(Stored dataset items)
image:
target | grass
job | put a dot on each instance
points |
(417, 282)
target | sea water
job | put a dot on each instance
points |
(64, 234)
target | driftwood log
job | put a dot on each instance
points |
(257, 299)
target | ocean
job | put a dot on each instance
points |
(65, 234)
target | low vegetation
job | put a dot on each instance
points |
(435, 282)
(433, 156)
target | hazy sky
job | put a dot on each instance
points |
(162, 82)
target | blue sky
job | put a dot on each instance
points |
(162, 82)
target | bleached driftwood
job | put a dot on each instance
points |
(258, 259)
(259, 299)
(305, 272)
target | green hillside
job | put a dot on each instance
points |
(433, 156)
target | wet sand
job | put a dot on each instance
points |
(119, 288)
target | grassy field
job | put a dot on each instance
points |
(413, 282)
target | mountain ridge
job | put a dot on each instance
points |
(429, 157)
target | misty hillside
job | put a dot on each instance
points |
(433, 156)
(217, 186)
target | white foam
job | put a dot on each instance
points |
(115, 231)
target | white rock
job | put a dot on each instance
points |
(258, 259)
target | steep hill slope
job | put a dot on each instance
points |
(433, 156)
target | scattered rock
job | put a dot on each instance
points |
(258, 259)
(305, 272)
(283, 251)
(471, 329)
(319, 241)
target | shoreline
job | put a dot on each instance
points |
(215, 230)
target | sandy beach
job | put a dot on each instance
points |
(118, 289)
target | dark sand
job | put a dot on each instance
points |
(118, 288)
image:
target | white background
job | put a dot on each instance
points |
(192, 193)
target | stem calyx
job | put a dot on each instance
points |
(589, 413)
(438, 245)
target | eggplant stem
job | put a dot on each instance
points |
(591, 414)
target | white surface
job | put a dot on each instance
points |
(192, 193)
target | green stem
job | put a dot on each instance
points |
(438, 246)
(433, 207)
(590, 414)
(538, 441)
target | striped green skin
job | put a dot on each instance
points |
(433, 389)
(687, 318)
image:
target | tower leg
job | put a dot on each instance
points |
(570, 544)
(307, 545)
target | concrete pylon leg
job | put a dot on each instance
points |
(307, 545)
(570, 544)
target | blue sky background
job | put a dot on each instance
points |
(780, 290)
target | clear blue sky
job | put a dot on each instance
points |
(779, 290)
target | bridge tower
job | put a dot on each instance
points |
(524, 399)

Goal: Quote all of the items above, reproducing every line word for word.

In response:
image:
target | grass
job | put a dot on each instance
points |
(417, 282)
target | sea water
job | put a dot on each instance
points |
(64, 234)
target | driftwood log
job | put a dot on each instance
points |
(257, 299)
target | ocean
job | put a dot on each instance
points |
(65, 234)
target | low vegetation
job | put a dot on each instance
points |
(435, 282)
(433, 156)
target | hazy sky
job | put a dot on each instance
points |
(162, 82)
target | blue sky
job | put a dot on each instance
points |
(162, 82)
target | bleached driftwood
job | put a dot on each instance
points |
(258, 259)
(259, 299)
(305, 272)
target | green hillside
job | put a dot on each instance
points |
(433, 156)
target | wet sand
job | put a dot on each instance
points |
(119, 288)
target | grassy field
job | put a dot on each instance
points |
(413, 282)
target | mountain ridge
job | put a dot on each instance
points |
(429, 157)
target | misty hillside
job | put a dot on each instance
points |
(433, 156)
(217, 186)
target | white foam
job | put a dot on each instance
points |
(115, 231)
target | white rock
job | put a dot on each instance
points |
(258, 259)
target | steep hill slope
job | put a dot on each instance
points |
(433, 156)
target | scattered rock
job | put a dot on each instance
points |
(258, 259)
(305, 272)
(283, 251)
(471, 329)
(319, 241)
target | shoreline
job | put a dot on each instance
points |
(215, 230)
target | sandy beach
job | put a dot on each instance
points |
(118, 289)
target | dark sand
job | put a dot on each instance
points |
(118, 288)
image:
target | white background
job | put a dot on each instance
points |
(192, 193)
target | stem calyx
job | put a dot on each instance
points |
(589, 413)
(438, 245)
target | eggplant stem
job | put a dot on each instance
points |
(591, 414)
target | white surface
job | put a dot on each instance
points |
(192, 193)
target | green stem
job | put a dot on each instance
points |
(438, 246)
(433, 207)
(590, 414)
(538, 441)
target | striped green skin
job | put a dot on each instance
points |
(433, 389)
(687, 318)
image:
target | tower leg
job | put a dot on each instance
points |
(570, 544)
(307, 545)
target | concrete pylon leg
job | put a dot on each instance
points |
(307, 545)
(570, 544)
target | blue sky background
job | put a dot on each instance
points |
(780, 290)
target | clear blue sky
job | put a dot on each instance
points |
(779, 290)
target | bridge tower
job | put a dot on each instance
points |
(524, 399)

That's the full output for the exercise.